EXTRACTED DATA:
......
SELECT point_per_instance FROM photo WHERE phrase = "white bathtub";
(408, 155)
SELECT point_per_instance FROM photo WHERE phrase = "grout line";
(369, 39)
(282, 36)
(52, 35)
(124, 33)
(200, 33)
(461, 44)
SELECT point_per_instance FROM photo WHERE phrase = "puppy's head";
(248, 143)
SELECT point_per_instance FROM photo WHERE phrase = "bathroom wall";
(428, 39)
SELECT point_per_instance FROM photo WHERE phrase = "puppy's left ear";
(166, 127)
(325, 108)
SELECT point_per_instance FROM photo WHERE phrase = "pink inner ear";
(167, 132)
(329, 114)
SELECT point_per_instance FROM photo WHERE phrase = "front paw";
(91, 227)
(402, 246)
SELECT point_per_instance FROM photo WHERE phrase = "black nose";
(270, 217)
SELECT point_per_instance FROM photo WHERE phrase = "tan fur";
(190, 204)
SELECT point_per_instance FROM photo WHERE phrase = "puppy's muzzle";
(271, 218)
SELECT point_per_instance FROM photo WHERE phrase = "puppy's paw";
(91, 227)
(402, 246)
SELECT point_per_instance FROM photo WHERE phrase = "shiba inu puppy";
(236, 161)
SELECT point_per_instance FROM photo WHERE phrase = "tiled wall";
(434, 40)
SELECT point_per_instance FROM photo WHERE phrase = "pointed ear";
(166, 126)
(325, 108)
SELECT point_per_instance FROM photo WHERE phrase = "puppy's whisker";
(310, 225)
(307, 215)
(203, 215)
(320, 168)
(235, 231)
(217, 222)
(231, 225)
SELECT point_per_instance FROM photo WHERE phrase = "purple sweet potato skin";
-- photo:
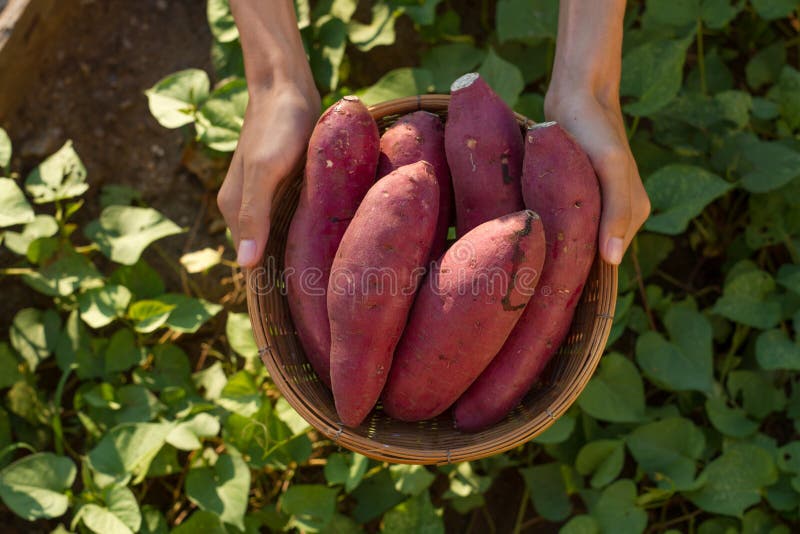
(419, 136)
(340, 167)
(484, 149)
(375, 275)
(463, 314)
(559, 183)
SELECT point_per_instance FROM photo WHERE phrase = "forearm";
(271, 44)
(588, 54)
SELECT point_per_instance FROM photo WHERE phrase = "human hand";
(277, 124)
(599, 129)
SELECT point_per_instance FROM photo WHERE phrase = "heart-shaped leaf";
(685, 363)
(35, 487)
(123, 232)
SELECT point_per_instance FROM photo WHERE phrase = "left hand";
(599, 128)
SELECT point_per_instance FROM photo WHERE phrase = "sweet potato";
(484, 149)
(375, 275)
(419, 136)
(463, 314)
(558, 181)
(340, 168)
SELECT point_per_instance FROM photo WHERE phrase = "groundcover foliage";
(111, 423)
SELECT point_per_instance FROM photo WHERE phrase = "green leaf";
(735, 480)
(416, 514)
(375, 495)
(239, 332)
(100, 306)
(174, 99)
(59, 177)
(141, 279)
(220, 119)
(328, 51)
(616, 510)
(201, 522)
(422, 12)
(221, 488)
(788, 95)
(188, 314)
(212, 379)
(615, 393)
(220, 20)
(548, 490)
(502, 76)
(186, 434)
(668, 451)
(449, 61)
(40, 226)
(558, 432)
(729, 421)
(774, 9)
(580, 524)
(603, 459)
(201, 260)
(678, 194)
(774, 350)
(5, 149)
(121, 514)
(411, 479)
(9, 368)
(119, 195)
(379, 32)
(14, 208)
(398, 83)
(685, 363)
(346, 469)
(526, 19)
(123, 232)
(128, 450)
(153, 521)
(34, 334)
(747, 299)
(311, 506)
(653, 83)
(772, 165)
(149, 315)
(240, 395)
(65, 276)
(35, 487)
(170, 368)
(765, 66)
(760, 397)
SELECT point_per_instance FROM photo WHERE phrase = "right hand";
(277, 125)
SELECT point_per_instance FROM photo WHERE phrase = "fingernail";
(614, 250)
(247, 252)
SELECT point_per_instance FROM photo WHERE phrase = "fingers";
(613, 169)
(254, 212)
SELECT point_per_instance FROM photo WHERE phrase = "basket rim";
(567, 394)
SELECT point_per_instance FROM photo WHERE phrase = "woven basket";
(434, 441)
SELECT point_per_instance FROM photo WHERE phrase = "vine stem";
(58, 429)
(521, 512)
(701, 61)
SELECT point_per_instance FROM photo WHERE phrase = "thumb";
(254, 215)
(616, 215)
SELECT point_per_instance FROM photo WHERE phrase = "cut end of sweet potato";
(464, 81)
(540, 125)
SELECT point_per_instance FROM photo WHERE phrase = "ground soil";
(91, 90)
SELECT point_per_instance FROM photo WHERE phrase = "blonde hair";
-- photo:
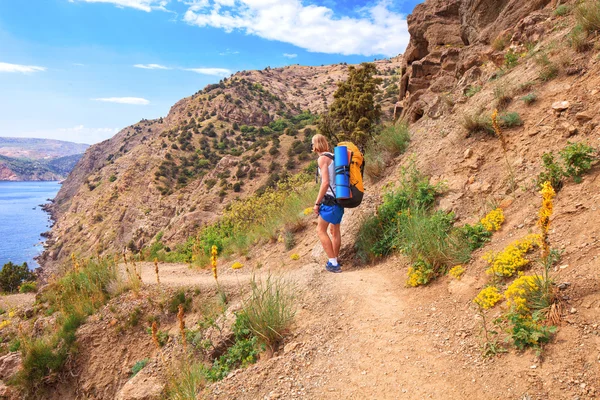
(320, 143)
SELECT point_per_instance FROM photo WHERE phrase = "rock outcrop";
(450, 42)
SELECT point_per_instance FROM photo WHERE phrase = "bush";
(472, 91)
(577, 158)
(179, 298)
(529, 98)
(553, 172)
(28, 287)
(138, 366)
(478, 124)
(578, 39)
(13, 275)
(510, 120)
(270, 310)
(549, 70)
(511, 59)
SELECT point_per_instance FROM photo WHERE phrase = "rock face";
(450, 42)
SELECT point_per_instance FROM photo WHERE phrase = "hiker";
(326, 207)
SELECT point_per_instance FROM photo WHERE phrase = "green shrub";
(549, 70)
(270, 310)
(138, 366)
(511, 59)
(529, 98)
(428, 237)
(377, 235)
(528, 331)
(578, 39)
(577, 158)
(510, 120)
(472, 91)
(179, 298)
(478, 124)
(13, 275)
(28, 287)
(553, 172)
(474, 236)
(187, 384)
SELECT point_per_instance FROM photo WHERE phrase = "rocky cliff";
(450, 42)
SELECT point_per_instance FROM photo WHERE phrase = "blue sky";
(81, 70)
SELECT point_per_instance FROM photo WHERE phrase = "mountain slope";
(176, 173)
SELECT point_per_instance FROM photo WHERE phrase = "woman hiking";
(330, 213)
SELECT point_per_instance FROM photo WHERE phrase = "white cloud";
(210, 71)
(138, 101)
(150, 66)
(23, 69)
(143, 5)
(378, 31)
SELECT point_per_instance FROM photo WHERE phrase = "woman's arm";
(323, 164)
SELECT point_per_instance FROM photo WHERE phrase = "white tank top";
(331, 170)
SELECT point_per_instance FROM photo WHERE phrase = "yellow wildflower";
(457, 272)
(213, 260)
(237, 265)
(519, 291)
(545, 213)
(488, 297)
(507, 262)
(493, 221)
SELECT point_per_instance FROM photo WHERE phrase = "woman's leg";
(324, 237)
(336, 239)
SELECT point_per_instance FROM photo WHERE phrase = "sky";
(81, 70)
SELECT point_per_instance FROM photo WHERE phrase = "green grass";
(270, 310)
(529, 98)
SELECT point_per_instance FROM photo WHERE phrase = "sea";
(22, 220)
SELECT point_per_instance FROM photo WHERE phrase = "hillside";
(167, 330)
(24, 159)
(175, 174)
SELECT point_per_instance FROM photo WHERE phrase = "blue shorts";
(332, 214)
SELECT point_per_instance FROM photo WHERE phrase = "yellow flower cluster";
(507, 262)
(237, 265)
(493, 221)
(213, 260)
(488, 297)
(519, 291)
(545, 213)
(257, 210)
(457, 272)
(418, 277)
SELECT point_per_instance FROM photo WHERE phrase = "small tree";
(12, 275)
(353, 113)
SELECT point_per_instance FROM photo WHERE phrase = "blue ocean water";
(22, 220)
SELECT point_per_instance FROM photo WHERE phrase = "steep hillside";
(176, 173)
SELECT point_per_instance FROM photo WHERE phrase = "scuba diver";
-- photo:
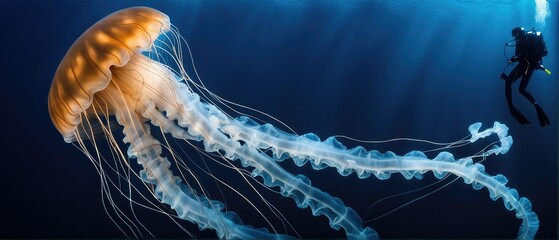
(530, 49)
......
THE TASK:
How many lines in the records above contain the string "left"? Case matters, and the reply should be only the number.

ANSWER TO THIS PROBLEM:
2